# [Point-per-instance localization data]

- - - - - - -

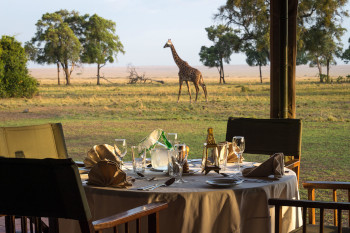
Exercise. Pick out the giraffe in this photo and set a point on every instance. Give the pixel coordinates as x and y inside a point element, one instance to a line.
<point>187,73</point>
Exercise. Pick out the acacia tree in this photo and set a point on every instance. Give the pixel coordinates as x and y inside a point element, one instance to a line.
<point>250,20</point>
<point>101,44</point>
<point>346,54</point>
<point>320,33</point>
<point>56,42</point>
<point>257,58</point>
<point>225,43</point>
<point>14,77</point>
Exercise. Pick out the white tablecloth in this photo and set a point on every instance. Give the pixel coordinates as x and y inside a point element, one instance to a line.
<point>196,207</point>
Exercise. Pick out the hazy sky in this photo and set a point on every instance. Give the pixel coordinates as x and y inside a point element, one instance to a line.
<point>142,25</point>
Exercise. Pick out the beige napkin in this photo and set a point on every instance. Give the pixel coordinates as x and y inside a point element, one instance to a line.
<point>107,173</point>
<point>99,153</point>
<point>232,157</point>
<point>273,166</point>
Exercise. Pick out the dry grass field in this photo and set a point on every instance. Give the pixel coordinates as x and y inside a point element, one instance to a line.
<point>93,114</point>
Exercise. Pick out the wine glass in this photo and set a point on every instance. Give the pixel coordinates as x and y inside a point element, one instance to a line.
<point>238,144</point>
<point>120,148</point>
<point>172,138</point>
<point>180,159</point>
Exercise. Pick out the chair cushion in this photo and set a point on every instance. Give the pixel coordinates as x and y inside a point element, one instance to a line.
<point>316,228</point>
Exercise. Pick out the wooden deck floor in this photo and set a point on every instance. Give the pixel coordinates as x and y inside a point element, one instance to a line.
<point>17,222</point>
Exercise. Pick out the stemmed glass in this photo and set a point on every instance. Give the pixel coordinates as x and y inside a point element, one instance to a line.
<point>238,144</point>
<point>180,159</point>
<point>172,138</point>
<point>120,148</point>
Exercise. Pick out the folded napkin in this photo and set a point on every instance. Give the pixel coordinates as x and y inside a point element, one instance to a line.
<point>107,173</point>
<point>273,166</point>
<point>232,157</point>
<point>102,152</point>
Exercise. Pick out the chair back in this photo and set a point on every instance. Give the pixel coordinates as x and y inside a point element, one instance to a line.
<point>36,141</point>
<point>42,188</point>
<point>267,136</point>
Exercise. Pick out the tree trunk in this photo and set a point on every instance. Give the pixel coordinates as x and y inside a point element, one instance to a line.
<point>260,74</point>
<point>58,73</point>
<point>328,79</point>
<point>319,70</point>
<point>222,72</point>
<point>98,74</point>
<point>66,72</point>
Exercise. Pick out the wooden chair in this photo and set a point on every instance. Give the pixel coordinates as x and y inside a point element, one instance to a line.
<point>269,136</point>
<point>311,186</point>
<point>35,141</point>
<point>52,188</point>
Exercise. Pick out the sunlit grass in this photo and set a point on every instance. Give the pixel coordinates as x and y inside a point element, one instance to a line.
<point>93,114</point>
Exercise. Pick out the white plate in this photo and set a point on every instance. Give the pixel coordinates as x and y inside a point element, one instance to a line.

- - - - - - -

Restate each entry word for word. Omit every picture.

# [Answer for this exercise]
Exercise. Pick out the giraffe in this photo and set a point on every instance. Give the pixel coordinates as x and y inside a point element, one instance to a line.
<point>187,73</point>
Exercise. Pick out the acacia tree in this photo and set a point on every instance. Give the pixel coordinates as x and y inside a point element, one instance to a line.
<point>250,20</point>
<point>101,44</point>
<point>346,54</point>
<point>320,33</point>
<point>56,42</point>
<point>257,58</point>
<point>225,43</point>
<point>14,77</point>
Exercise. Pick out the white tablecloth in this photo and set a point on every instance. Give the pixel coordinates as x and y inside a point element, one instance to a line.
<point>196,207</point>
Exercise. Pick out the hazy sky in this photo and set a point on every instance. Give the pixel coordinates as x and y inside a point element, one instance to a line.
<point>142,25</point>
Exercise. Pick out the beige napkin in this photo and set a point on every instance. Give the pixel coordinates as x and y inside a point element, one instance to a line.
<point>107,173</point>
<point>99,153</point>
<point>232,157</point>
<point>273,166</point>
Exercise. Pick out the dry grass field in this photo and set a point on every instance. Give the pixel coordinates as x and y inside a point element, one instance to a line.
<point>93,114</point>
Exercise. Pick out the wine glass in this photo and set a point on every instance. Give the pixel coordinates as x and y inside a point element, one instance to a line.
<point>238,144</point>
<point>120,148</point>
<point>172,138</point>
<point>180,159</point>
Exercise. Pick out the chair cushion in this photo and set a point on every instance. Give the pixel coordinates as x and y inside a point element, one instance to a line.
<point>316,228</point>
Exercise. Pick out the wooden deck floor in this photo and set a point on every instance. Give the pixel coordinates as x and y inside a point element, one instance to a line.
<point>17,222</point>
Exercise. Pick out the stemmed glass in this photo and set a point on every instance. Give the pixel coordinates as x and y inside a point element, one instance to a line.
<point>238,144</point>
<point>180,159</point>
<point>172,138</point>
<point>120,148</point>
Exercise. Pick out the folded napkin in this photo and set a point on every instance. Give the pixel coordinates as x and y inside a point element, one instance to a line.
<point>107,173</point>
<point>273,166</point>
<point>232,157</point>
<point>102,152</point>
Exercise. Pick out the chair back in this photo and set a point on every instance. Give the pixel coordinates as x and y inside a point element, one instance to a line.
<point>36,141</point>
<point>42,188</point>
<point>267,136</point>
Exercise. Pick out the tree trunk in this photo and set a point on every instance. Give the pixel coordinates as x and y inside a point element, one instance to a line.
<point>260,74</point>
<point>58,73</point>
<point>328,79</point>
<point>319,70</point>
<point>222,72</point>
<point>98,74</point>
<point>66,72</point>
Exercise. Pick out the wooden chair in this photo and set a point on every instance. Give the pixel coordinates as x and y inside a point element, one instance to a line.
<point>269,136</point>
<point>311,186</point>
<point>35,141</point>
<point>52,188</point>
Exercise. Pick out the sunlit grass in this photo and set a point on every instance. Give the pixel coordinates as x and y inside a point element, one instance to a line.
<point>93,114</point>
Exercise. Pick out the white plate in this photo and set a point on every instance. Give the pixel coordinates as x and y inside a point element, one instance to a line.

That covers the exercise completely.